Dataset entries:

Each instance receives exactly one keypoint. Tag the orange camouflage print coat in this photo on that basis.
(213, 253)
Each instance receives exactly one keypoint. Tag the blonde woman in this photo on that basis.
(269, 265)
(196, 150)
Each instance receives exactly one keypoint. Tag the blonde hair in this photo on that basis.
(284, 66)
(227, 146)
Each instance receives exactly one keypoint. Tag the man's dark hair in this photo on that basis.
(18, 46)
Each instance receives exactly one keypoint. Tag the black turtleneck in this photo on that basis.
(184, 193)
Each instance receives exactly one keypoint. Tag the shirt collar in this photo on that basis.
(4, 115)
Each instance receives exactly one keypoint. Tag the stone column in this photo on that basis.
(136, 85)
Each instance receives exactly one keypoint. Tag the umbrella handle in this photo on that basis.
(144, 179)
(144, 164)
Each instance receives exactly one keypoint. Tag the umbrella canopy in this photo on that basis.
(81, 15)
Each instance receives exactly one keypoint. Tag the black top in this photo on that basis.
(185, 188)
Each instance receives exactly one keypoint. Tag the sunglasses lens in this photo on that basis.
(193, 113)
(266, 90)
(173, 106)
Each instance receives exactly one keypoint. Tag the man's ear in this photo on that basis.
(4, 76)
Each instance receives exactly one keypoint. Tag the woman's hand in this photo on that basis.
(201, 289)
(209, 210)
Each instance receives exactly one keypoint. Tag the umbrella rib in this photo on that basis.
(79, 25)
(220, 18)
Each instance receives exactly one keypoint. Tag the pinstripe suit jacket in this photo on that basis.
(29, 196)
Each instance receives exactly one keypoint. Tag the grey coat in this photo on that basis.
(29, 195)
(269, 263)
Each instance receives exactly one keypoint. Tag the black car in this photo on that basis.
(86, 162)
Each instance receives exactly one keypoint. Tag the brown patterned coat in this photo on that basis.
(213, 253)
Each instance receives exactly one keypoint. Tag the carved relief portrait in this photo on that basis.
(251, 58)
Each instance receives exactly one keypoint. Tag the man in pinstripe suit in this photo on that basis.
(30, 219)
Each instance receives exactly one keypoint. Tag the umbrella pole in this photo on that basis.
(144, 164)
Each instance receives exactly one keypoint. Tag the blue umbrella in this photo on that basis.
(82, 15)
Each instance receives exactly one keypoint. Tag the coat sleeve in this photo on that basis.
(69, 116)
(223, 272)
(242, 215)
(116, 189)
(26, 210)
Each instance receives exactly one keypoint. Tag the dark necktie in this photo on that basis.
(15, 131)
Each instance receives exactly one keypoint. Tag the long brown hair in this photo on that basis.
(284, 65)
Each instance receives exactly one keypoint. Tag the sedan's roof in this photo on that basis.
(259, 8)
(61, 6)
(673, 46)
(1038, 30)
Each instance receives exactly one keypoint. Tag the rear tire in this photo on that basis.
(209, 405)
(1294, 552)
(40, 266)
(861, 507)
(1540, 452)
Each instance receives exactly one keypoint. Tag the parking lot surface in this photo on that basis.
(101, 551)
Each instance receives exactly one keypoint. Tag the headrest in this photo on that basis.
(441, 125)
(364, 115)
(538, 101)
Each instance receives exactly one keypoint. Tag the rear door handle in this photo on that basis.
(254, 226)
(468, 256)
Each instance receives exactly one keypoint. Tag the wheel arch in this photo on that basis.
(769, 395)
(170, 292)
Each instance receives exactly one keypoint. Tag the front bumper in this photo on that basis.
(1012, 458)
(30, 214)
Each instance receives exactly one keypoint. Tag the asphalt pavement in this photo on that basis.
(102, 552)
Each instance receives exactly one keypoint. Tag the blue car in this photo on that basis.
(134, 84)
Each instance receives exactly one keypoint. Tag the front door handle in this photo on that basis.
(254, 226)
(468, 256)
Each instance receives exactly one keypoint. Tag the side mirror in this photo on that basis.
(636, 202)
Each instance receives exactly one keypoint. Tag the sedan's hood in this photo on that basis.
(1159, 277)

Instructions for the task:
Transcribe each line of the data exactly, skipping none.

Task result:
Each instance receives exactly one keypoint. Tag the orange camouflage print coat in this photo on that basis.
(213, 253)
Each instance receives exactly one keypoint. Tag the blonde woman in this photo on that basis.
(269, 265)
(196, 150)
Each instance receives exactly one keypoint. Tag the blonde hair in this photo on that basis.
(284, 66)
(227, 146)
Each instance receives exactly one keypoint. Tag the man's dark hair in this photo on that basis.
(18, 46)
Each instance receives exactly one keypoint. Tag the black turtleneck in this photo on that basis.
(184, 193)
Each instance receives exactly one keypoint. Tag the shirt collar in this photo on that basis.
(4, 115)
Each instance receives exactly one keypoint. Tag the stone column in this photo on that basis.
(136, 85)
Each instance receives exactly one keypoint. Tag the umbrella handle in this photo on that basis.
(144, 179)
(144, 164)
Each instance receives exactly one keypoint. Tag the umbrella canopy in this photo on that basis.
(81, 15)
Each instance receives exactly one keypoint. Tag the black top in this photo on that basis.
(185, 188)
Each instance receives exactly one keypoint. Tag the sunglasses lens in this photo on that basis.
(193, 113)
(266, 90)
(173, 106)
Each instance receives exactly one keypoint. Tag the man's ear in this photo on that basis.
(4, 76)
Each instance receives exactly one keypoint. Tag the woman's hand in this photo on that basis.
(201, 289)
(209, 210)
Each instance receives exactly one keypoint. Tag the umbrella rib in this photo on that basis.
(79, 25)
(220, 18)
Each instance receives exactly one keypoint. Tag the pinstripe suit jacket in this photo on that basis.
(29, 196)
Each instance receives exactly one keypoint. Tag the grey coat in this photo on that basis.
(29, 195)
(269, 263)
Each instance receives exactly one keypoint. Tag the black car in this photo on that basis.
(86, 162)
Each instance receives exactly one keypoint. Tag the brown patterned coat in this photo on that basis.
(213, 253)
Each instance receives exactly one keypoint. Tag the carved relief portrait in this photo on that basis.
(251, 58)
Each instance receives exactly one keypoint. Tag the man in pinstripe suit in this photo on that basis.
(30, 219)
Each instance receives exactly one keypoint. Tag the umbrella pole in this photo on that basis.
(144, 164)
Each instance receives exactly one keypoint. Tag the blue umbrella in this photo on that basis.
(82, 15)
Each instance receives exactly one keypoint. Tag the coat sleeve in this photo on that basis.
(69, 116)
(223, 272)
(242, 215)
(116, 189)
(26, 210)
Each instance receives exactly one keypoint. Tag the dark necktie in this photo on that basis.
(15, 131)
Each instance receives exactly one keypoint. Tag the long brown hair in this photo on that basis.
(284, 65)
Each instance receives exactly one keypoint. Tag the sedan's roof in this photo on that basis.
(259, 8)
(61, 6)
(673, 46)
(1038, 30)
Each instance receives exactly one keypoint. Tag the rear tire in this photo on that basis.
(209, 405)
(1294, 552)
(40, 266)
(861, 507)
(1540, 452)
Each instance receives exactly one keypoint. Tag the parking lot surface in this photo on that basis.
(101, 551)
Each instance receives exactly one keypoint. Tag the headrest in this photo on that basis.
(441, 125)
(364, 115)
(538, 101)
Each instance receives exactly one keypoint. Tag the rear door handle in this photo on that basis.
(254, 226)
(468, 256)
Each instance receives exactly one keypoint. Tag the wheel arch in this photo on that basis.
(769, 395)
(170, 292)
Each instance receives exactly one keypoint. Tag the front bumper in this photo on that basis.
(1012, 458)
(30, 214)
Each instance receives exactly one keypoint. Tag the asphalt pavement in this photo on that basis.
(102, 552)
Each instance receives exactly one keypoint. Tag the blue car in this photo on that basis.
(134, 84)
Each instance receives exactly one keypoint. Tag the front door handle in this photo on that basis.
(254, 226)
(468, 256)
Each instance receives exactly one keypoint. Tag the side mirror in this photo on that basis.
(636, 202)
Each instance receives exactly one keypoint. Tag the sedan's hood in this photo on that basis.
(1159, 277)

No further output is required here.